(Lines of data)
******************************

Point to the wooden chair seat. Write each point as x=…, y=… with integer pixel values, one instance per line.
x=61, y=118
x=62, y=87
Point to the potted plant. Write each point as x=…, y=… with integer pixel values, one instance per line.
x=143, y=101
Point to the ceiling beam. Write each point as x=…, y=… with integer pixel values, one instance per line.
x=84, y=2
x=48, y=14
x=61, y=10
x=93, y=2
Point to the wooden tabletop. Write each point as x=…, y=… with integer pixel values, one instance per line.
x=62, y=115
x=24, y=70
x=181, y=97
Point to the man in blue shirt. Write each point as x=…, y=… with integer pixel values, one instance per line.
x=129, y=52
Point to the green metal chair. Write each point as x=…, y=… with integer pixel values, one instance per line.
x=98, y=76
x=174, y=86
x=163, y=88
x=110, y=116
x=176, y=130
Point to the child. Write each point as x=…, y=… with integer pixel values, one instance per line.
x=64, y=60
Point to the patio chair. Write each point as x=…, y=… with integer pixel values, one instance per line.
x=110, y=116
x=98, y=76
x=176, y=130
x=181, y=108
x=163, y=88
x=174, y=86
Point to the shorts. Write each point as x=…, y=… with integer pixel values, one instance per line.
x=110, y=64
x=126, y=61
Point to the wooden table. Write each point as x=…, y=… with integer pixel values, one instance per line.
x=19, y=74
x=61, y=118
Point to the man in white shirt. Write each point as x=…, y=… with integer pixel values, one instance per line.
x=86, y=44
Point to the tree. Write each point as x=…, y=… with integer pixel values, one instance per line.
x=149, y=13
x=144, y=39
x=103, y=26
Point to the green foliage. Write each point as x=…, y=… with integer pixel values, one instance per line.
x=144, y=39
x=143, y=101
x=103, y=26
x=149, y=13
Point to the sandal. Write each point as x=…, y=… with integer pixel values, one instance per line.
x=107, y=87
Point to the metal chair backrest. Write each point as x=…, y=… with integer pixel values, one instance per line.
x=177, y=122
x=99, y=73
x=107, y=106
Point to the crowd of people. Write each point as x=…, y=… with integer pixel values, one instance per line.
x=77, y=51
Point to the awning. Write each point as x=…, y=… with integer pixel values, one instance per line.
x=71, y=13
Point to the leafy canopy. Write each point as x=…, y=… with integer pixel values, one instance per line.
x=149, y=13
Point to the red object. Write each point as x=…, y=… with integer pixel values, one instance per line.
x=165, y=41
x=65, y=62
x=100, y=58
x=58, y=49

******************************

### Problem statement
Echo the lines above verbatim, from the first line up to and including the line that contains "x=181, y=97".

### Complete output
Point to the wooden chair seat. Write each point as x=…, y=… with integer pixel values, one instance per line.
x=61, y=118
x=62, y=87
Point to the potted plant. Write each point as x=…, y=… with integer pixel values, one instance per line.
x=143, y=101
Point to the ceiling beam. Write each point as x=…, y=… with integer pixel values, one instance per line.
x=84, y=2
x=48, y=14
x=61, y=10
x=93, y=2
Point to the wooden tabletop. Write each point as x=…, y=… with integer pixel values, one instance per line.
x=62, y=115
x=24, y=70
x=181, y=97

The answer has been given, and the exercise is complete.